- [AIM]:
Retype the following items word for word, leaving every character unchanged.

- [RECORDED DATA]:
>>

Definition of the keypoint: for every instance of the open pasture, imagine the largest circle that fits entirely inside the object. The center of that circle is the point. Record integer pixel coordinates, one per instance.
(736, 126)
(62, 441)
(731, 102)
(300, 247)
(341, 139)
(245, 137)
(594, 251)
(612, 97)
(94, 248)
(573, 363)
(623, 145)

<<

- [TASK OUTPUT]:
Definition of the keypoint: for every instance of the open pasture, imagine the largest circle that fits entirely inside the object. The center of that circle is the point. Record integer pixel coordinates, one per instance.
(736, 126)
(62, 441)
(731, 102)
(300, 247)
(341, 139)
(245, 137)
(594, 251)
(612, 97)
(94, 248)
(573, 363)
(623, 145)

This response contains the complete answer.